(Stored entries)
────
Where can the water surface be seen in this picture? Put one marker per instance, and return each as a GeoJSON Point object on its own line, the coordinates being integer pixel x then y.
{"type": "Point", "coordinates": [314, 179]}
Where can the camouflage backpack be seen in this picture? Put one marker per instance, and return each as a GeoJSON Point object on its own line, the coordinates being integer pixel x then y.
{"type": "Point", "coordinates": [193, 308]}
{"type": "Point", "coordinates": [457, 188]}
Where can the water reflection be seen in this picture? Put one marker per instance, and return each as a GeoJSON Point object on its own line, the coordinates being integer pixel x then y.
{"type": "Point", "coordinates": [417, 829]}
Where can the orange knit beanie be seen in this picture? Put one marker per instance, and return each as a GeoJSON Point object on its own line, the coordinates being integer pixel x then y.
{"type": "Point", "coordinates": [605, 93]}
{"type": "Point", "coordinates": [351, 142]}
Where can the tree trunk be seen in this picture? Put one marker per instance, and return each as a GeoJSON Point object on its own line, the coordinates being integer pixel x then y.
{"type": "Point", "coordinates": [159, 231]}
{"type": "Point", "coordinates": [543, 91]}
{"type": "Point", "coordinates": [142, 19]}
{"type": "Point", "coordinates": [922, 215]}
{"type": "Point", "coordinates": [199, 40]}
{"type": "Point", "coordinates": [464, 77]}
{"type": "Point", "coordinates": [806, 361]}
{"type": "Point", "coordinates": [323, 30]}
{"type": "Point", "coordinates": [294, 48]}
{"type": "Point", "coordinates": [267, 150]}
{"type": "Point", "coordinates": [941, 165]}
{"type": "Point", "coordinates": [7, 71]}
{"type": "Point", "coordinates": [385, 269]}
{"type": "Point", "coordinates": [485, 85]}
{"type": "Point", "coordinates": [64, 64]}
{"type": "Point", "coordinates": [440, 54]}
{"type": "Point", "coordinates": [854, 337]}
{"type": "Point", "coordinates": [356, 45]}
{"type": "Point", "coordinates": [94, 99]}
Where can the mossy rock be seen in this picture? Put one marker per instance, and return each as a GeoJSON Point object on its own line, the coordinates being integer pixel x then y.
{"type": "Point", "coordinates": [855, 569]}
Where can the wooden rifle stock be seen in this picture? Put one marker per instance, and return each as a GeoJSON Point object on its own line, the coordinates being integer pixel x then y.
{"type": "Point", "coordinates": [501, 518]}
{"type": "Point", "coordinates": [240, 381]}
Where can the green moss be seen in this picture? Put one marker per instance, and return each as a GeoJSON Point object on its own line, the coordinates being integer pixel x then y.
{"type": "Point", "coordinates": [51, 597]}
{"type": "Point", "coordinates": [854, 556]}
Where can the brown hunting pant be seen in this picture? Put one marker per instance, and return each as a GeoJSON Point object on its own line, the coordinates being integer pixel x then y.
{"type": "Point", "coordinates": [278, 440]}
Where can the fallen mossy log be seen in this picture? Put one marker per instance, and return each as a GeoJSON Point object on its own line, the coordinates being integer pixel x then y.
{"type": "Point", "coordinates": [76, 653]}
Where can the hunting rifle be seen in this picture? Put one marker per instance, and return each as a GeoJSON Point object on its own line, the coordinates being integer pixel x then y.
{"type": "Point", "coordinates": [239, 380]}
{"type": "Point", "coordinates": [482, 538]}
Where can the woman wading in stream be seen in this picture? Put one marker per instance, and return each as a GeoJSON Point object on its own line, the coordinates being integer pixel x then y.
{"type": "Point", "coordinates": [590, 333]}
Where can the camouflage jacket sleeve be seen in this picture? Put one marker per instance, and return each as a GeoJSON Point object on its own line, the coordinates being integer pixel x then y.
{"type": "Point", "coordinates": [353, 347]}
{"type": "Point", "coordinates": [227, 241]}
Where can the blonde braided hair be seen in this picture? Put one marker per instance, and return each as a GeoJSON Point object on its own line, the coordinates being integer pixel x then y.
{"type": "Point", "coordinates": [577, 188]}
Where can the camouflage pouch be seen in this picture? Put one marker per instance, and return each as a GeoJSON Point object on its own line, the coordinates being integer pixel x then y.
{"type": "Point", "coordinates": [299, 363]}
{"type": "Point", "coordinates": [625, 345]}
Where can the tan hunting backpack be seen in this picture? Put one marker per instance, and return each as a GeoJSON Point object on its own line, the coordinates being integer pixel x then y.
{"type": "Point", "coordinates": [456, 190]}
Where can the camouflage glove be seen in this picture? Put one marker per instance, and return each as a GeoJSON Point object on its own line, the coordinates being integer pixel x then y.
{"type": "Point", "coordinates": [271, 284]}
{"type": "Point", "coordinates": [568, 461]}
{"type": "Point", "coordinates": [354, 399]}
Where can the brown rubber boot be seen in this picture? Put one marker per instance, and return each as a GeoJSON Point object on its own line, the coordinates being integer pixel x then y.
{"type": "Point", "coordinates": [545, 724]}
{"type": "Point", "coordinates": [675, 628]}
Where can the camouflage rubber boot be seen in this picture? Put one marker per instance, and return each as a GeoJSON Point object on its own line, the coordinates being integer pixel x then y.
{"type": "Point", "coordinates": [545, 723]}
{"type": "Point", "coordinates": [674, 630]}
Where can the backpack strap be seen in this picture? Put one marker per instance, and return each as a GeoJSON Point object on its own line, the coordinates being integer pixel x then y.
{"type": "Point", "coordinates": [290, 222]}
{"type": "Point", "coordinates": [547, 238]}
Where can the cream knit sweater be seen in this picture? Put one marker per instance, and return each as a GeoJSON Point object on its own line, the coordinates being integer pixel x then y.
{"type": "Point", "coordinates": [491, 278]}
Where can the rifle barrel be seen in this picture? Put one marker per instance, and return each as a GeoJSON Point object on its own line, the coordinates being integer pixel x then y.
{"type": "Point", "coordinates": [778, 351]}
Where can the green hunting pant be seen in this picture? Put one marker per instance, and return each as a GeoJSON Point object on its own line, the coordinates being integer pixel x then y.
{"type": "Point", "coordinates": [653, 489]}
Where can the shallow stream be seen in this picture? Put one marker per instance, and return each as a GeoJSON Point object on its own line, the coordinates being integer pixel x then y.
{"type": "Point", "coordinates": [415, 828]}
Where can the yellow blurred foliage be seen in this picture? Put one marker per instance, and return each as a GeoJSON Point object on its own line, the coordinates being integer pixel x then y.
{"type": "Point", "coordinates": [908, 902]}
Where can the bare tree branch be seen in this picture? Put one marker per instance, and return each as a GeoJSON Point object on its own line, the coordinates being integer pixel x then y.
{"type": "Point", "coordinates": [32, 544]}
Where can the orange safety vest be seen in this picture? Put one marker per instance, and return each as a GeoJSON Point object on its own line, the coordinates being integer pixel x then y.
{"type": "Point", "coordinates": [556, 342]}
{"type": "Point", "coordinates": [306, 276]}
────
» **Given problem**
Write out all the data again, exactly as it appears.

» **Exercise output**
Where can the water surface be seen in this picture? Put one marker per instance, and return each as a GeoJSON Point object on its own line, the coordinates being integer pixel x then y.
{"type": "Point", "coordinates": [314, 179]}
Where can the camouflage backpack be seen in this picture? Put one marker per instance, and return each as a GeoJSON Point object on its own line, the coordinates being integer pixel x then y.
{"type": "Point", "coordinates": [193, 308]}
{"type": "Point", "coordinates": [457, 188]}
Where can the water reflection be seen in this picture? Put one marker per instance, and return each as a GeoJSON Point object on its own line, the coordinates being integer pixel x then y.
{"type": "Point", "coordinates": [417, 829]}
Where can the orange knit beanie be seen in this picture? Put one marker per instance, and return each as a GeoJSON Point object on its own line, the coordinates being integer pixel x then y.
{"type": "Point", "coordinates": [605, 93]}
{"type": "Point", "coordinates": [351, 142]}
Where can the tree trunk be seen in this picture? Put one marker per instance, and return each as a GeoJSON Point object on its own line, the coordinates being integer pixel x then y.
{"type": "Point", "coordinates": [159, 231]}
{"type": "Point", "coordinates": [543, 91]}
{"type": "Point", "coordinates": [142, 19]}
{"type": "Point", "coordinates": [922, 215]}
{"type": "Point", "coordinates": [199, 40]}
{"type": "Point", "coordinates": [464, 77]}
{"type": "Point", "coordinates": [806, 361]}
{"type": "Point", "coordinates": [323, 30]}
{"type": "Point", "coordinates": [294, 48]}
{"type": "Point", "coordinates": [267, 150]}
{"type": "Point", "coordinates": [941, 165]}
{"type": "Point", "coordinates": [7, 71]}
{"type": "Point", "coordinates": [385, 269]}
{"type": "Point", "coordinates": [485, 85]}
{"type": "Point", "coordinates": [64, 64]}
{"type": "Point", "coordinates": [440, 54]}
{"type": "Point", "coordinates": [854, 337]}
{"type": "Point", "coordinates": [356, 45]}
{"type": "Point", "coordinates": [94, 99]}
Where can the mossy rock be seen in this picture? Put one marker per instance, and return each as a GeoJSON Point object on its own line, the coordinates being integer pixel x then y.
{"type": "Point", "coordinates": [855, 569]}
Where can the wooden rifle stock be seen in this picture? Put one marker per instance, and return each as a GeoJSON Point object on its own line, the coordinates being integer pixel x then y.
{"type": "Point", "coordinates": [501, 518]}
{"type": "Point", "coordinates": [240, 381]}
Where can the green moss be seen in this picture? Put one marker per instance, and return each as a GeoJSON Point object on its own line, the coordinates being integer pixel x then y.
{"type": "Point", "coordinates": [51, 597]}
{"type": "Point", "coordinates": [854, 556]}
Where can the brown hunting pant be seen in this picture? Put one marker per instance, and return each as a GeoJSON Point object on its own line, the coordinates being integer pixel x then y.
{"type": "Point", "coordinates": [278, 440]}
Where can the fallen mossy log be seen in this picture? Put one marker per instance, and return each as a GeoJSON Point object on its own line, the coordinates being integer pixel x then y.
{"type": "Point", "coordinates": [76, 653]}
Where can the hunting rifle be seen in this picture? Put one marker per instance, and return each as a GeoJSON Point object on its own line, the coordinates being integer pixel x then y.
{"type": "Point", "coordinates": [239, 380]}
{"type": "Point", "coordinates": [482, 538]}
Where can the woman wading in stream be seen in this picture? Put one marker per instance, and return each as a GeoJSON Point object on its own line, the coordinates being integer pixel x then y.
{"type": "Point", "coordinates": [590, 333]}
Where can the camouflage jacket sleeve be seen in this picture? Put one marker per instance, and return each as a GeoJSON Point object on its own line, the coordinates being integer pixel x then y.
{"type": "Point", "coordinates": [353, 347]}
{"type": "Point", "coordinates": [227, 241]}
Where can the blonde braided hair be seen in this picture? Put one marker per instance, and return each as a GeoJSON Point object on its own line, the coordinates being integer pixel x then y.
{"type": "Point", "coordinates": [577, 188]}
Where can the camouflage pouch be seen in this picture? Put one marker per instance, and return each as a GeoJSON Point object on its own line, the coordinates being integer pixel x then y.
{"type": "Point", "coordinates": [299, 363]}
{"type": "Point", "coordinates": [625, 345]}
Where can the tan hunting backpack be seen in this picture? Put one marker per instance, and return each as a GeoJSON Point object on its own line, the coordinates being integer pixel x then y.
{"type": "Point", "coordinates": [456, 190]}
Where can the camouflage glove be seen in this picture? Put one marker per instance, and return each as a GeoJSON Point object on its own line, the coordinates being integer pixel x then y.
{"type": "Point", "coordinates": [271, 284]}
{"type": "Point", "coordinates": [568, 461]}
{"type": "Point", "coordinates": [354, 399]}
Where can the brown rubber boot be seen in this picture? Put one marker per instance, and return each as a GeoJSON Point object on its own line, the coordinates being integer pixel x then y.
{"type": "Point", "coordinates": [545, 724]}
{"type": "Point", "coordinates": [675, 628]}
Where can the camouflage rubber boot be seen in this picture? Put one marker per instance, and return each as a GeoJSON Point object on its own line, the coordinates being integer pixel x then y.
{"type": "Point", "coordinates": [545, 723]}
{"type": "Point", "coordinates": [674, 630]}
Where can the backpack strap be seen in this picture? Put one marker per instance, and return each as a GeoJSON Point object on its own line, the coordinates being integer pixel x then y.
{"type": "Point", "coordinates": [290, 222]}
{"type": "Point", "coordinates": [547, 238]}
Where can the cream knit sweater be seen in this picture? Put one marker per instance, and return each as a GeoJSON Point object on its own line, the coordinates being integer pixel x then y.
{"type": "Point", "coordinates": [491, 278]}
Where can the rifle barrel be seen in this picture? Put one marker per instance, and return each as a GeoJSON Point object on its own line, the coordinates being integer pixel x then y.
{"type": "Point", "coordinates": [778, 351]}
Where can the green hunting pant be seen in this picture? Put one marker per instance, and return each as a GeoJSON Point object on its own line, the coordinates being integer pixel x then y.
{"type": "Point", "coordinates": [653, 489]}
Where can the shallow stream be seen in this picture? Put one marker per instance, and return each as a GeoJSON Point object on its own line, the coordinates being integer pixel x then y.
{"type": "Point", "coordinates": [415, 828]}
Where can the yellow blurred foliage be seen in this picture? Put one marker per instance, and return each as a GeoJSON Point object on its own line, the coordinates being integer pixel x then y.
{"type": "Point", "coordinates": [908, 902]}
Where can the bare tree branch be seen in this picture? Put one marker per instance, and return each as a GeoJSON Point object on its own line, the coordinates being integer pixel x then y.
{"type": "Point", "coordinates": [32, 544]}
Where can the orange safety vest be seen in this picture? Put one marker per instance, and return each as a GeoJSON Point object on its own line, the coordinates being integer pixel x then y.
{"type": "Point", "coordinates": [556, 342]}
{"type": "Point", "coordinates": [306, 276]}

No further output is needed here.